··· EXERCISE DATA
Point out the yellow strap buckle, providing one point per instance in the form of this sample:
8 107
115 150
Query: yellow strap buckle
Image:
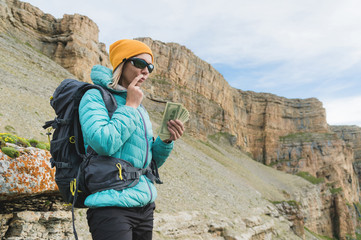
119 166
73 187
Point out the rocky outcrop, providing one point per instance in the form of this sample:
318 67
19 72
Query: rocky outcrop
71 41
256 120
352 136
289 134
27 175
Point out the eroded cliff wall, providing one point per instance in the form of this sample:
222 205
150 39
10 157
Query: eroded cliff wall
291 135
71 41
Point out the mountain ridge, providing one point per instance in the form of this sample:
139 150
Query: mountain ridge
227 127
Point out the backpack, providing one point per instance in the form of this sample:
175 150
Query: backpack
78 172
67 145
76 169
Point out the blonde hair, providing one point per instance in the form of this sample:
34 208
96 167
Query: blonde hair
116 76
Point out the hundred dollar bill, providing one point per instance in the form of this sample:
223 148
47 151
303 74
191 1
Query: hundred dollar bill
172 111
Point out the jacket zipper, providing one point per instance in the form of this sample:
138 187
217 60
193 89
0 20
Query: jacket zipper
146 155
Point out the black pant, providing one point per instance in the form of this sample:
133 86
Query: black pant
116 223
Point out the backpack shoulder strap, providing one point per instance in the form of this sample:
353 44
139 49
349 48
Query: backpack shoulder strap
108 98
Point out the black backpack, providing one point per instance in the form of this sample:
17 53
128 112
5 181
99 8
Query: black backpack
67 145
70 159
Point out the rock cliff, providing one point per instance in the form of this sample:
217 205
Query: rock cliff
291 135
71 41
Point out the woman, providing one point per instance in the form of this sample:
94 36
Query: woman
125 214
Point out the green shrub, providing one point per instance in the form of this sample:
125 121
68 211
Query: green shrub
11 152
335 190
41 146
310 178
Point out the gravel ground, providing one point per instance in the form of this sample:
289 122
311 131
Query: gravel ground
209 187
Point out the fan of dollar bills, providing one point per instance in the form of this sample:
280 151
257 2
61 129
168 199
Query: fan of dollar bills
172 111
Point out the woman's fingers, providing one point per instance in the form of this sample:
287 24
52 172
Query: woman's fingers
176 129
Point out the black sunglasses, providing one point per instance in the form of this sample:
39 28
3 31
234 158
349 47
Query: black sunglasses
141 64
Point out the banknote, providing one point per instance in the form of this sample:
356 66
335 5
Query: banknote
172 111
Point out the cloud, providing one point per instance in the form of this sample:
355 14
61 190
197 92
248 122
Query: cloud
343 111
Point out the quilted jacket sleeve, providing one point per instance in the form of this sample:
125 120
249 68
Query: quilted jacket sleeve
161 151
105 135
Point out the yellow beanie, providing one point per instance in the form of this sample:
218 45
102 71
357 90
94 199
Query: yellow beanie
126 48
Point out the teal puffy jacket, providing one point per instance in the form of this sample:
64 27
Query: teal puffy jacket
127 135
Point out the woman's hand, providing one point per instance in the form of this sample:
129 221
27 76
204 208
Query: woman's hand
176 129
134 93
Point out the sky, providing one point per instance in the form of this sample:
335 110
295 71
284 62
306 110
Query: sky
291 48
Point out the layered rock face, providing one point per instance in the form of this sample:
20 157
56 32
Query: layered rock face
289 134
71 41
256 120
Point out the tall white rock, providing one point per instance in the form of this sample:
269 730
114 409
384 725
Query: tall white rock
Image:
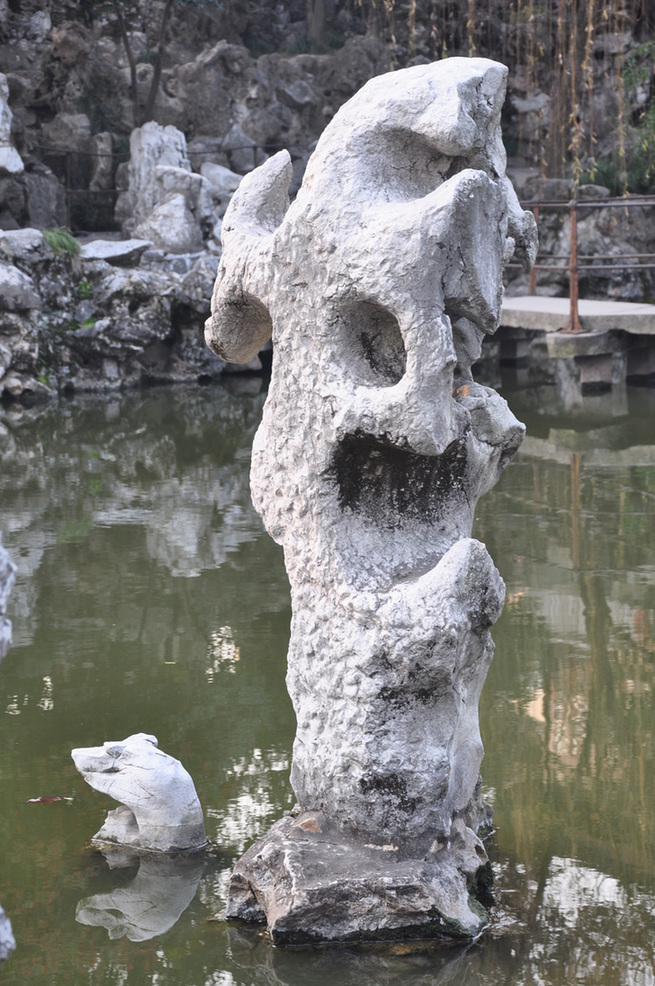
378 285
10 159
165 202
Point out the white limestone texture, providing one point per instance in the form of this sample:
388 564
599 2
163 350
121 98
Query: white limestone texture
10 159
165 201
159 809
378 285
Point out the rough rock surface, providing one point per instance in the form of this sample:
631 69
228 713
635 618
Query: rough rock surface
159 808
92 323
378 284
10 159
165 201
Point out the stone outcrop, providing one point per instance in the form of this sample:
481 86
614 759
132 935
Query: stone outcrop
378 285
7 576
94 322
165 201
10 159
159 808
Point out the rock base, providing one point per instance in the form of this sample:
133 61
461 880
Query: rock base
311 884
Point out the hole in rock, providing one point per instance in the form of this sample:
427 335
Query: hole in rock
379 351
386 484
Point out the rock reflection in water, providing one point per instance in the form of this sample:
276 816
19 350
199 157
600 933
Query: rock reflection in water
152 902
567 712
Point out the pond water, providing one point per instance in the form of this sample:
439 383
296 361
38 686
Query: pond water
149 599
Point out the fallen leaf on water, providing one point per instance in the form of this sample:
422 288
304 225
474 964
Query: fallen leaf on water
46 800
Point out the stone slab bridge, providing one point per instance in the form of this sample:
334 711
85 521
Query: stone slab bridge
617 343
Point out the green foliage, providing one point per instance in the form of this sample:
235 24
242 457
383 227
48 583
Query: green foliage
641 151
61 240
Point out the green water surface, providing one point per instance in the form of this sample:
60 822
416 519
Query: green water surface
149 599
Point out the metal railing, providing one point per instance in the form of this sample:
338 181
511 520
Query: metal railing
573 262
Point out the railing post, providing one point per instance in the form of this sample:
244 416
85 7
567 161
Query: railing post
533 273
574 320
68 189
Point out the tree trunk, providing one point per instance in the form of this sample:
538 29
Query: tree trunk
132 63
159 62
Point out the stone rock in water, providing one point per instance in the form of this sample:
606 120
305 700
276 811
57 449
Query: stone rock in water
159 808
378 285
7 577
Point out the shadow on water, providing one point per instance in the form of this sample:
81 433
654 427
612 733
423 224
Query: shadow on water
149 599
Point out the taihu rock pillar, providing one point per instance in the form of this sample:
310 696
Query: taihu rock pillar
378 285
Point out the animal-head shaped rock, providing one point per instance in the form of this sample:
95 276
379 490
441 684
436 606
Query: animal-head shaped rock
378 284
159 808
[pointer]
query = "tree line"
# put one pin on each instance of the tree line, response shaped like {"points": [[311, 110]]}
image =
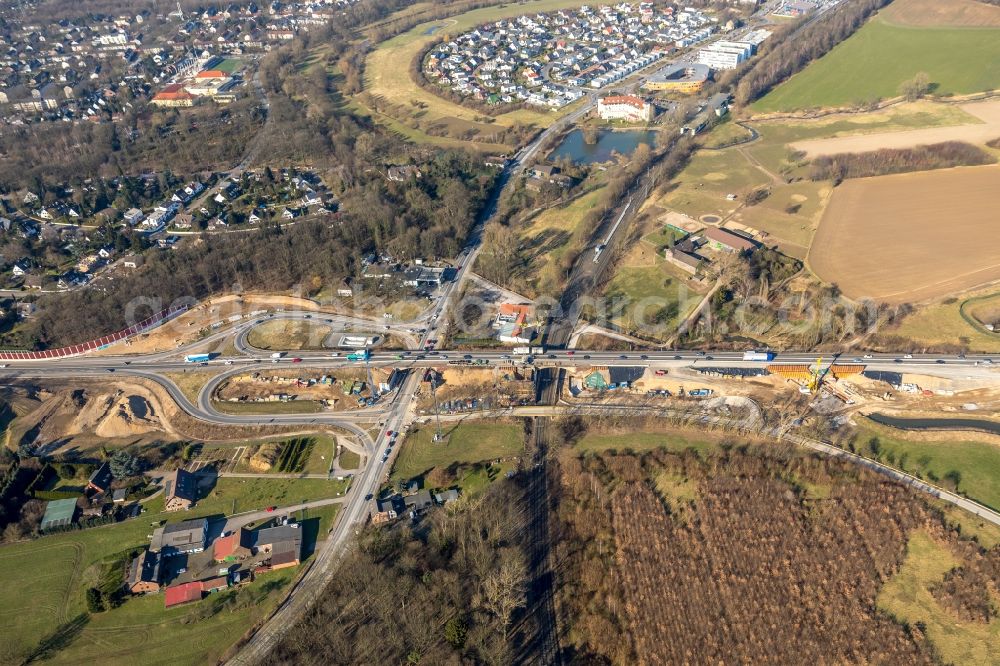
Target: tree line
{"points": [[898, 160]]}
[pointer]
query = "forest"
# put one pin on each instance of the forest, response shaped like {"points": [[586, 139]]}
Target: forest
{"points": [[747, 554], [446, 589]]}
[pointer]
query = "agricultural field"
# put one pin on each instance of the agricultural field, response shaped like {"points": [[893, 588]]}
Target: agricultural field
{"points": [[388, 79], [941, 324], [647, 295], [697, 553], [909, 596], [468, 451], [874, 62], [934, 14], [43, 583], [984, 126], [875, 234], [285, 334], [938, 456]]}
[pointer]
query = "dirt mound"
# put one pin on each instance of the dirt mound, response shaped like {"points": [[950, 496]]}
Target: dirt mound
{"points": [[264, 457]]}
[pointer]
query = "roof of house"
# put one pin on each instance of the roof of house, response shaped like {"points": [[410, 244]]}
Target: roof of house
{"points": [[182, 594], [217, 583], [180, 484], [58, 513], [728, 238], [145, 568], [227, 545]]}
······
··· EXERCISE DATA
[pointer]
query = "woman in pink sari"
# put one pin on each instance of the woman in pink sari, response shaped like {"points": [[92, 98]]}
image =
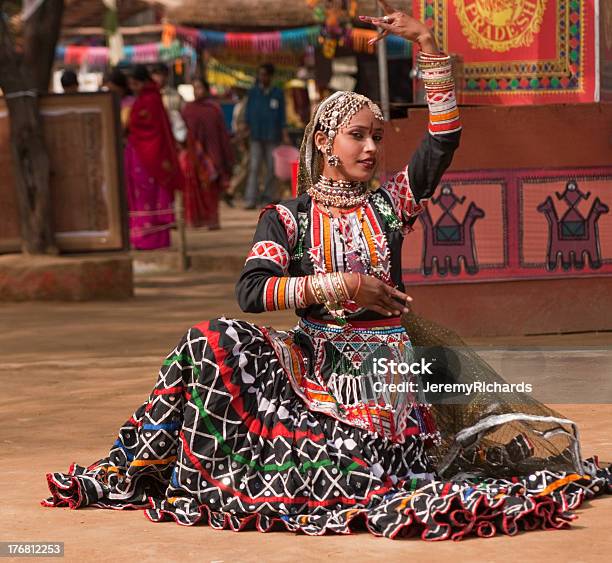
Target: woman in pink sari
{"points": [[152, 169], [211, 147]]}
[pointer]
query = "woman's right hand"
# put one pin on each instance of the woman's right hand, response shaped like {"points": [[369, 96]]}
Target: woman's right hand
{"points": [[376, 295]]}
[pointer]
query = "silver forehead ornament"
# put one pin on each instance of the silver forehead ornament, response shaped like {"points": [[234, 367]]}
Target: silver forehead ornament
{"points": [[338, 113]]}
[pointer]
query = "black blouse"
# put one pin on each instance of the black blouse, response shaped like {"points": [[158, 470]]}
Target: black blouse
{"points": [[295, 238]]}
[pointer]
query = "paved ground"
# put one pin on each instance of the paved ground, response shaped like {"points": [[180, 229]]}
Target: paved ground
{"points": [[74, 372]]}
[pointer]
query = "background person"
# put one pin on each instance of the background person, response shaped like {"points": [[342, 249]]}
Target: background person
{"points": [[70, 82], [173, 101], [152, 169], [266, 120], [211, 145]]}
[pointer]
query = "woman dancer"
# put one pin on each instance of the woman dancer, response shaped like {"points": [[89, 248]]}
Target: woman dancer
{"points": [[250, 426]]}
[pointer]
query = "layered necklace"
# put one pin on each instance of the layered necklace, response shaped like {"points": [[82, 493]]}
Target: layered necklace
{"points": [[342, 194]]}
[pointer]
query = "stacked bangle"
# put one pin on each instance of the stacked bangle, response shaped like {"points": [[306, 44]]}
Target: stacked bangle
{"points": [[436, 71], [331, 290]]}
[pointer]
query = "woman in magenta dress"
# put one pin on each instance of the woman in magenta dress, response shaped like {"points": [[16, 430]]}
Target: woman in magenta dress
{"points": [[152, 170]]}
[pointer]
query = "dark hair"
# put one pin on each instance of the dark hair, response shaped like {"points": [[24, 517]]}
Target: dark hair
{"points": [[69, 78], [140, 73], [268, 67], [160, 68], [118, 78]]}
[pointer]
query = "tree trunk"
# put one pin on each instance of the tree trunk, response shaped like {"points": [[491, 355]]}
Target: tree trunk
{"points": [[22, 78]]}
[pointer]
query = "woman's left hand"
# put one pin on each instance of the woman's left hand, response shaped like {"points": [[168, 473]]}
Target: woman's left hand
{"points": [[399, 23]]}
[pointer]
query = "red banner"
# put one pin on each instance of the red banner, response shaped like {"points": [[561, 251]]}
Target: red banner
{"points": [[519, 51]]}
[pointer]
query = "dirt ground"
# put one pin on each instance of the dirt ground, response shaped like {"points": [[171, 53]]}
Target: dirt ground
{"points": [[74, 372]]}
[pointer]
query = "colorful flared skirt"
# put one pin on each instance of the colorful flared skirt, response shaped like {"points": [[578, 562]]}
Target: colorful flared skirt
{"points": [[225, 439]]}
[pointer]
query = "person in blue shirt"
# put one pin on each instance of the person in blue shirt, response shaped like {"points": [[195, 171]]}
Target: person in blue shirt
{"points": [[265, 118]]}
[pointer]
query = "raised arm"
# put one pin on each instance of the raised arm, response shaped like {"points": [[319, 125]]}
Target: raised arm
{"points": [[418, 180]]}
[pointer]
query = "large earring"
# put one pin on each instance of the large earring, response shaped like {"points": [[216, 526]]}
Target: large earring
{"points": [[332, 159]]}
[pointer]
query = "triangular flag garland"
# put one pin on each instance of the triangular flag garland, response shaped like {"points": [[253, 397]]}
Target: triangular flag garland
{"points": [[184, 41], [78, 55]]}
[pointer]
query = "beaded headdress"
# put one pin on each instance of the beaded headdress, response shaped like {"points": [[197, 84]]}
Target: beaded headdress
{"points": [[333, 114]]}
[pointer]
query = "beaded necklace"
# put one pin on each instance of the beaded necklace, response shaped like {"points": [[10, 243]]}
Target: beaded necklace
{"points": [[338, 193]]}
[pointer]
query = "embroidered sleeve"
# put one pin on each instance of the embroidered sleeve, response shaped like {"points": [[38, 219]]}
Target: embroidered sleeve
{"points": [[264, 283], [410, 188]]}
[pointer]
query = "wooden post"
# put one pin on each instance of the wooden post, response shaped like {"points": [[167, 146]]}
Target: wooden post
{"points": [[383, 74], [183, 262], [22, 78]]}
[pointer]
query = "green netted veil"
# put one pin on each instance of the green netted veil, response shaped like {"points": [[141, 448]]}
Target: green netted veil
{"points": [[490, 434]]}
······
> **EXERCISE INSTRUCTIONS**: Report every line of the records that contains the word "tall".

> **EXERCISE RESULT**:
Point out the tall white rock, providing one point per instance in the form of this sample:
Query: tall white rock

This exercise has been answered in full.